## WHAT THIS TASK INVOLVES
Lines of the material that include the string "mask" should be returned.

## EXTRACTED INFORMATION

/---

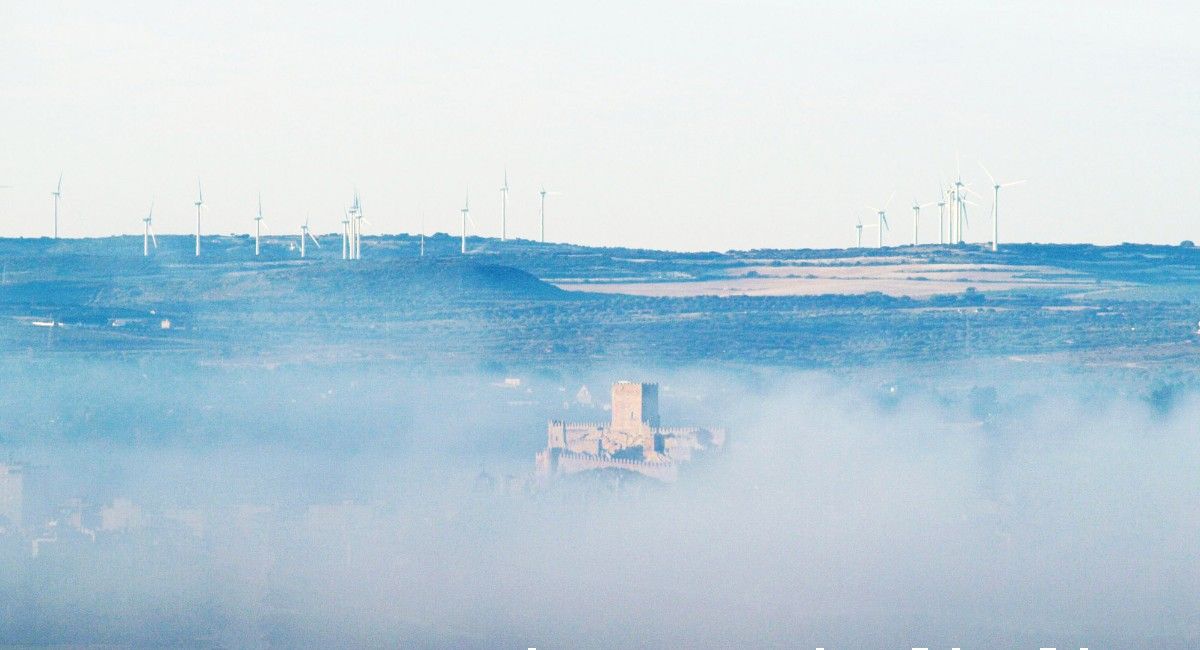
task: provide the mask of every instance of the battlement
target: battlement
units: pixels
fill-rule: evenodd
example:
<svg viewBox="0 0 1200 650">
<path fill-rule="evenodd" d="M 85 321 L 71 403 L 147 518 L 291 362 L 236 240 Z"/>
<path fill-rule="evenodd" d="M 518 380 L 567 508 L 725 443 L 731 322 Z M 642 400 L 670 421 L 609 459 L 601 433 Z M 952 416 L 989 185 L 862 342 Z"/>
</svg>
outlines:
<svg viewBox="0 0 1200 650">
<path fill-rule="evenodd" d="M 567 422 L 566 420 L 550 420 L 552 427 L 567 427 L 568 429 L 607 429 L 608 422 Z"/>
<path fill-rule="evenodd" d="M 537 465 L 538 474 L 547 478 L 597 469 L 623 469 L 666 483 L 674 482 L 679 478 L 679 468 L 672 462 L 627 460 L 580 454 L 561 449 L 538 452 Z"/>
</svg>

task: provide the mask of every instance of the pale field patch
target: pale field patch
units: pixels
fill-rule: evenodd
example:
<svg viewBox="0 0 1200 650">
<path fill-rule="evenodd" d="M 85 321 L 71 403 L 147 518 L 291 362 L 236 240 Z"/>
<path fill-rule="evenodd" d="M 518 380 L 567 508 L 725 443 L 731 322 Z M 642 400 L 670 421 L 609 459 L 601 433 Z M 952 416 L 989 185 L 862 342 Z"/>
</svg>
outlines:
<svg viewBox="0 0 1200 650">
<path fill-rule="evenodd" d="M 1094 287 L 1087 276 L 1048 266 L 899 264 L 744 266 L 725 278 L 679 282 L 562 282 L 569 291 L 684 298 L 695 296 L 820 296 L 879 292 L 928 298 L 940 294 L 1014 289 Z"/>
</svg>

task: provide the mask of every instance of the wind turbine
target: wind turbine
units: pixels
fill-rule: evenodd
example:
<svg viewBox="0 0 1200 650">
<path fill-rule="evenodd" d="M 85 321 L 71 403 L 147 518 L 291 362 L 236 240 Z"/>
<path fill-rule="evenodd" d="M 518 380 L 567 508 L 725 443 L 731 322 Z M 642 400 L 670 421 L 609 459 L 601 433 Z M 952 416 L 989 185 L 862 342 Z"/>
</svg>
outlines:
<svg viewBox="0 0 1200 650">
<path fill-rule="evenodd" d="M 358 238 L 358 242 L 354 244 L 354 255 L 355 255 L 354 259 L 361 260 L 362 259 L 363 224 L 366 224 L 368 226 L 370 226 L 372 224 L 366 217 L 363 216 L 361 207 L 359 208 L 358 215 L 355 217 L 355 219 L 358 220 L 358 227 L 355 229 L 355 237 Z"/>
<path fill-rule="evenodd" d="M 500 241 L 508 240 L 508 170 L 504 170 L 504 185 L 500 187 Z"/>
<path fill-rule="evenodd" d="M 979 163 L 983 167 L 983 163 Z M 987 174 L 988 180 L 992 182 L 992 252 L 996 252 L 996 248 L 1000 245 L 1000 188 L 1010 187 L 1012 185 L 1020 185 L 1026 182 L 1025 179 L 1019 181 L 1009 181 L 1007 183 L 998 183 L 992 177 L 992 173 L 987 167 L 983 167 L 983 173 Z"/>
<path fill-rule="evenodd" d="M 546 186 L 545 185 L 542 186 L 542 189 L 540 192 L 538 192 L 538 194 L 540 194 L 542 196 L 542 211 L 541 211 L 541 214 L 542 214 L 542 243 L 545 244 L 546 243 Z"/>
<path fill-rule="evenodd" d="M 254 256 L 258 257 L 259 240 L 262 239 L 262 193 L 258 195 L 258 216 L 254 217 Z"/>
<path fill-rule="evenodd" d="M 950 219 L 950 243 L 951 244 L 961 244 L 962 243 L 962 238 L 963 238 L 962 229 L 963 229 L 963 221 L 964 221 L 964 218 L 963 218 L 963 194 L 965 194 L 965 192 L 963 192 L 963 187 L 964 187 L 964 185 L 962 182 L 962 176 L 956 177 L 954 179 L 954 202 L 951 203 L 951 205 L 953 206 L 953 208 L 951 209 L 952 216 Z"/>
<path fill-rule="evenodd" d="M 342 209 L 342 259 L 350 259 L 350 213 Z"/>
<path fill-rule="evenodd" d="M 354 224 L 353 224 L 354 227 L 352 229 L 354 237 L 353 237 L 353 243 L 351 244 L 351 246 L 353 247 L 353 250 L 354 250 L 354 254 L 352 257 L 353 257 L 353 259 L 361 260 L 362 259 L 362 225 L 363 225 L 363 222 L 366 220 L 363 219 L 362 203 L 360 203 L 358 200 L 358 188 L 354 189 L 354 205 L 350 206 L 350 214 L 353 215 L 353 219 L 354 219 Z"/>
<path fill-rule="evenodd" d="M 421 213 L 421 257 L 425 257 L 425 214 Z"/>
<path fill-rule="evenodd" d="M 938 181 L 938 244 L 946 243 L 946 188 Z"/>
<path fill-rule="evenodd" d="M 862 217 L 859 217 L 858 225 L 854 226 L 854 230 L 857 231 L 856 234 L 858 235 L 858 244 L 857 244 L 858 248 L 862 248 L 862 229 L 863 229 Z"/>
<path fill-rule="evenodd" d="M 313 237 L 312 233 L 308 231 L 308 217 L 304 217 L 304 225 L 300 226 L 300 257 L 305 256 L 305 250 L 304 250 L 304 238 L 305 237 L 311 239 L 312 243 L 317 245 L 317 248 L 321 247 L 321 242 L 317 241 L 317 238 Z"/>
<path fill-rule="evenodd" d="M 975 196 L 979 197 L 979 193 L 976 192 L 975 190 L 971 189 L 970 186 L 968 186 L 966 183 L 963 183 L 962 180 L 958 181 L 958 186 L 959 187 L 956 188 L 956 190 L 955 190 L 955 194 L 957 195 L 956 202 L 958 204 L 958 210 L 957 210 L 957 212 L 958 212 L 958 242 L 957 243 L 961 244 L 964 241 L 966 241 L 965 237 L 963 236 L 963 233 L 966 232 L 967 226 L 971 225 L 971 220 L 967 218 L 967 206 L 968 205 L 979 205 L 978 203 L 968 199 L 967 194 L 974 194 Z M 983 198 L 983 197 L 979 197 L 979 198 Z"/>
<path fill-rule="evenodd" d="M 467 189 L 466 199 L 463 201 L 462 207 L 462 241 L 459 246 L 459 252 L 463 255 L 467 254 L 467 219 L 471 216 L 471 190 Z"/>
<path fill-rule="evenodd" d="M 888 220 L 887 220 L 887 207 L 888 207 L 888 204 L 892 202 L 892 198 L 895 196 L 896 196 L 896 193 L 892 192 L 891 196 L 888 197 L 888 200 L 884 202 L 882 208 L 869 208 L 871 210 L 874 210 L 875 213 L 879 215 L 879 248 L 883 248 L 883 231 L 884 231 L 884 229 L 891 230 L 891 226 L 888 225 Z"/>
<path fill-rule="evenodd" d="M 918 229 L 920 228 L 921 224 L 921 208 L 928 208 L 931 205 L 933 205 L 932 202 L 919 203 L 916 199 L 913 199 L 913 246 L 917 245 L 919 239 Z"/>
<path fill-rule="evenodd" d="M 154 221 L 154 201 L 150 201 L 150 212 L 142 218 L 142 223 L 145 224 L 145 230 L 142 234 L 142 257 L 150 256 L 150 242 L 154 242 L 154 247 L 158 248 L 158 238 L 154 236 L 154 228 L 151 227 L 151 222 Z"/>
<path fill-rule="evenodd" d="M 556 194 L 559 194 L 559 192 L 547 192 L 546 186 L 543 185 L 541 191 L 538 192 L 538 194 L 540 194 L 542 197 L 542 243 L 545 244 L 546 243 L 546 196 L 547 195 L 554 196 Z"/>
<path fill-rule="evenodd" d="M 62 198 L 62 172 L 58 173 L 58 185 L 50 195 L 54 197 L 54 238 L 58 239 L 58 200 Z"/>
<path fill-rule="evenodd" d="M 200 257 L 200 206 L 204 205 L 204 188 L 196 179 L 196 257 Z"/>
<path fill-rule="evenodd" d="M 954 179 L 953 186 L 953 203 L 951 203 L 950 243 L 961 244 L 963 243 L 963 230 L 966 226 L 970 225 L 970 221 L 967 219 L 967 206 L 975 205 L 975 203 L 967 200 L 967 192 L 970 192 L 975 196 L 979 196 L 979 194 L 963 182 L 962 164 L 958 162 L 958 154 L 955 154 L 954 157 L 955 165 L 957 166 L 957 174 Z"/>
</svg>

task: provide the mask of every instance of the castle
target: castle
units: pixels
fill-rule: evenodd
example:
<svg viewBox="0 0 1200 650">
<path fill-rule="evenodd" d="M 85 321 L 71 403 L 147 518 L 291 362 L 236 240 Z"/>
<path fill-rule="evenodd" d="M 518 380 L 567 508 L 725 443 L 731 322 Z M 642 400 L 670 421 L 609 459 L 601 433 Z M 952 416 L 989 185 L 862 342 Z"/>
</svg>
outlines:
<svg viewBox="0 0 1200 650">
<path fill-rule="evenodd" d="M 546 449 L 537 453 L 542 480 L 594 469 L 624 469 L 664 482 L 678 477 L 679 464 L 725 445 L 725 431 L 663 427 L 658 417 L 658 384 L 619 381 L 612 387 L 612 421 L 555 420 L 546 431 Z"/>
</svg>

\---

## ANSWER SPACE
task: provide the mask of every instance of the battlement
task: provide the mask of every instance of the pale field patch
task: provide the mask of every instance of the wind turbine
task: provide the mask of every instance of the castle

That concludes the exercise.